Reply only with how many lines of the listing below hold the word "jersey".

*PROVIDED RECORDS:*
:::
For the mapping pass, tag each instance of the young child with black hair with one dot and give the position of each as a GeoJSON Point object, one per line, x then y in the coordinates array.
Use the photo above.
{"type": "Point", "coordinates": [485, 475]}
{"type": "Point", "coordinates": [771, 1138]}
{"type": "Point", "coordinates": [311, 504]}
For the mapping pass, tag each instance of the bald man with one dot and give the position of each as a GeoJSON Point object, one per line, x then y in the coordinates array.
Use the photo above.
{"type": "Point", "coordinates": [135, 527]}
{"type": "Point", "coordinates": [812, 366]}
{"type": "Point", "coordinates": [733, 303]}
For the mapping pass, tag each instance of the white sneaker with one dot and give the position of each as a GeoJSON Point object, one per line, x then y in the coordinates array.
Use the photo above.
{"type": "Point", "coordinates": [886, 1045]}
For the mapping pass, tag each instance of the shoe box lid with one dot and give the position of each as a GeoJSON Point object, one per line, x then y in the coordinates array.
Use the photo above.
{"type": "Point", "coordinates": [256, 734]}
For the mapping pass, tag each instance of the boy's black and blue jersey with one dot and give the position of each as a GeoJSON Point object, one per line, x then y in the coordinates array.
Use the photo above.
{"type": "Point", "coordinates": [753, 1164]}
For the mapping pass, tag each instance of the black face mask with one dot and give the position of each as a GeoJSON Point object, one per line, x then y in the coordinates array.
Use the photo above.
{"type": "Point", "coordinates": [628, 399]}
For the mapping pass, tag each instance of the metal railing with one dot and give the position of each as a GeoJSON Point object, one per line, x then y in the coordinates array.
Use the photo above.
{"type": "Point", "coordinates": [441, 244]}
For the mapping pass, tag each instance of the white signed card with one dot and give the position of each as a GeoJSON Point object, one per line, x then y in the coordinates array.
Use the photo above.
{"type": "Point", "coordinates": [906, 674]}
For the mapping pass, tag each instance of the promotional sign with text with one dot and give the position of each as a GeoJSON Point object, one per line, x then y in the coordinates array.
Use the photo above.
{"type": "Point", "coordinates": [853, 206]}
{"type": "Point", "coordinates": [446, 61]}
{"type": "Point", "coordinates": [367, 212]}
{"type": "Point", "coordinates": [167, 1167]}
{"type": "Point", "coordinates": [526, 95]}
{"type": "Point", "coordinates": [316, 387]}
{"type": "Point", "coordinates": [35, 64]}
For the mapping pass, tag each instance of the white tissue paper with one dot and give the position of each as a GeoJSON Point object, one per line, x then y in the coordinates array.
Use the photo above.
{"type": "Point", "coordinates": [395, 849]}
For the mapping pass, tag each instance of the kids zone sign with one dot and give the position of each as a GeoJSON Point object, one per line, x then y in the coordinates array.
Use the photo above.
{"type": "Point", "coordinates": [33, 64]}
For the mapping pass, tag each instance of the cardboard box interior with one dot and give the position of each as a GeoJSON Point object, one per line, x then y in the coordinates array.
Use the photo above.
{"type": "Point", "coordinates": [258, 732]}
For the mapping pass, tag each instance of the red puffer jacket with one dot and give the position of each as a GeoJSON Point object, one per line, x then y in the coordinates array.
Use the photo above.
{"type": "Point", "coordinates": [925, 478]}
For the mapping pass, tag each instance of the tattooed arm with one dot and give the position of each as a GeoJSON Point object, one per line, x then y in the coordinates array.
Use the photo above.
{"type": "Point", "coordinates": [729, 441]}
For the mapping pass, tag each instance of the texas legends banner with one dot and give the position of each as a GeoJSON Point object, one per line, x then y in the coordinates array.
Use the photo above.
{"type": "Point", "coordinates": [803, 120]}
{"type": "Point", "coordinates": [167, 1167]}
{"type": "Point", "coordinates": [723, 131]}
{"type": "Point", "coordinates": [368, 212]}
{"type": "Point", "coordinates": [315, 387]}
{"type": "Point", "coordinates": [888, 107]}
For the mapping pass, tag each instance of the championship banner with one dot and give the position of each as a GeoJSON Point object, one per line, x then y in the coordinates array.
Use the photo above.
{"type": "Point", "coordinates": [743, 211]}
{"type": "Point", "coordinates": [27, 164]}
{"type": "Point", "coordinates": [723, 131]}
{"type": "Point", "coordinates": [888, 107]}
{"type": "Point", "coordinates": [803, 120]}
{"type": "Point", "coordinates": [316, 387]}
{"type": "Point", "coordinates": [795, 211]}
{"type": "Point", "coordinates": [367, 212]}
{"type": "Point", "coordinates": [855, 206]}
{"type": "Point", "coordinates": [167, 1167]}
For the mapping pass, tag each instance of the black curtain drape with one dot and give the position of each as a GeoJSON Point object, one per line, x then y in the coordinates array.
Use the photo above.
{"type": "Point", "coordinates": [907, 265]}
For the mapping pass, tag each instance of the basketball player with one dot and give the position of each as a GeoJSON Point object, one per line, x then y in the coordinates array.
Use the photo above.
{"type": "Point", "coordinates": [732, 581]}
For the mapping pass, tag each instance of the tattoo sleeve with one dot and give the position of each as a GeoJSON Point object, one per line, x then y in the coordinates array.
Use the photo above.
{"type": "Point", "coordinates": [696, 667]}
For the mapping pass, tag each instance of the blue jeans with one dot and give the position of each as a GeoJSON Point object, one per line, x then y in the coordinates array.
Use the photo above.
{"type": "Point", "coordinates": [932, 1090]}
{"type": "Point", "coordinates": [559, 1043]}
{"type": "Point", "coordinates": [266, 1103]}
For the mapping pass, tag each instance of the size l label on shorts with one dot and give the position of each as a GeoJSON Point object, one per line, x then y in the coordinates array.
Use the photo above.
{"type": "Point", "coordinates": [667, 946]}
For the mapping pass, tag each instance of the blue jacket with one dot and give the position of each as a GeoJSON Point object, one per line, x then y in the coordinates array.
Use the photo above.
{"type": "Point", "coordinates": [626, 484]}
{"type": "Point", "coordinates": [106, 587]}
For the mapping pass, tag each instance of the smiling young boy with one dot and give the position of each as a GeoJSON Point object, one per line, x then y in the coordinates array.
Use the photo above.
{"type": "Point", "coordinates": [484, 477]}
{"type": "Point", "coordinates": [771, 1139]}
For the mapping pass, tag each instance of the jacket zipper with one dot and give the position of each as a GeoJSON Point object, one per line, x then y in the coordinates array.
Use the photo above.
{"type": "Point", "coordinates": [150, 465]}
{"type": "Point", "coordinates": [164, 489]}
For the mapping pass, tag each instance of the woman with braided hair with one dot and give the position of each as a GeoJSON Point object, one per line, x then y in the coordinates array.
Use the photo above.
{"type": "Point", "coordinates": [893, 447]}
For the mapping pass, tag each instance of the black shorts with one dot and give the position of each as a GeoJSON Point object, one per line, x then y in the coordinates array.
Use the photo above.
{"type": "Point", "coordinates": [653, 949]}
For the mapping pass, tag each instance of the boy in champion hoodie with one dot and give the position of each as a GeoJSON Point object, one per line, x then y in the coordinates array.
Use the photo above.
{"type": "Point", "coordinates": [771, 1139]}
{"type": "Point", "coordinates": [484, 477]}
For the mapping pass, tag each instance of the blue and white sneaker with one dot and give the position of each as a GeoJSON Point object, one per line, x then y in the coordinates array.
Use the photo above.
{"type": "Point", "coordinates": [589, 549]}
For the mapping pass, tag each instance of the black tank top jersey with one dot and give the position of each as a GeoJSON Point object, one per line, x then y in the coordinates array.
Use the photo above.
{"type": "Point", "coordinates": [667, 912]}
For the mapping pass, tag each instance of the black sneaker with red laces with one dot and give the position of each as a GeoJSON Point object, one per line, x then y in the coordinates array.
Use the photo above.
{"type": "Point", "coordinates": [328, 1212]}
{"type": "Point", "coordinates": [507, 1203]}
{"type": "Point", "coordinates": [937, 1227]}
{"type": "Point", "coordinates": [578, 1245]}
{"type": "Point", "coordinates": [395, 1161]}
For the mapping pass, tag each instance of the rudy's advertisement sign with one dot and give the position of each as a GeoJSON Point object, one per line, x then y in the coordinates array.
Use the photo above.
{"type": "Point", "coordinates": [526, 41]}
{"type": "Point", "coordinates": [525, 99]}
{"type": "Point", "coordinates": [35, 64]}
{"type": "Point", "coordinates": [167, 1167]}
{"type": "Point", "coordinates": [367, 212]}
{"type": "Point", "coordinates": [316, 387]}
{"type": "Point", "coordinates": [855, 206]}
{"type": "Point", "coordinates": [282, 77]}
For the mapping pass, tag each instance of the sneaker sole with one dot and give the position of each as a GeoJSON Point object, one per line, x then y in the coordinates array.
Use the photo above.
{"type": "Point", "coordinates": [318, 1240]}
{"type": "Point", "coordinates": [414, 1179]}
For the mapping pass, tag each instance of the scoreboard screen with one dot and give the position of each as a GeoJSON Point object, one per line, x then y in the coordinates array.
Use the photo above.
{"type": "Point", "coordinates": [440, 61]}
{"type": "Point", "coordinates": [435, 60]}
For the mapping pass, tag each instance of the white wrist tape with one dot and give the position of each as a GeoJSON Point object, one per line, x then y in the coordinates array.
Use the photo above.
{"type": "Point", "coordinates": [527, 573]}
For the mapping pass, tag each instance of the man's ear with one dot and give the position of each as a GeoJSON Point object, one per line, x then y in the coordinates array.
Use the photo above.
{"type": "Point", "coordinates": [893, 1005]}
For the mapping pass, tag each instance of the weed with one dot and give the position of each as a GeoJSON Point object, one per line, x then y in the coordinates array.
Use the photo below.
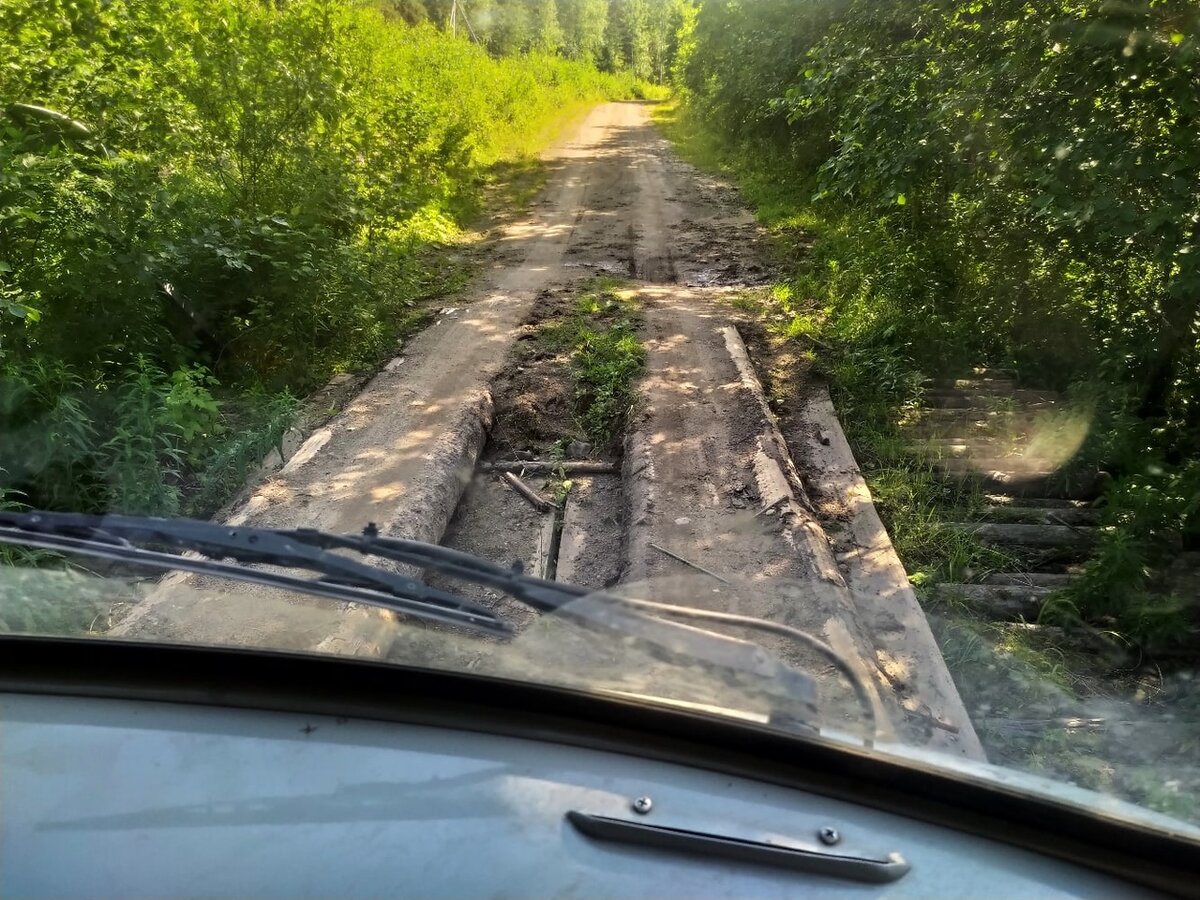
:::
*RESULT FOR THIS TASK:* 2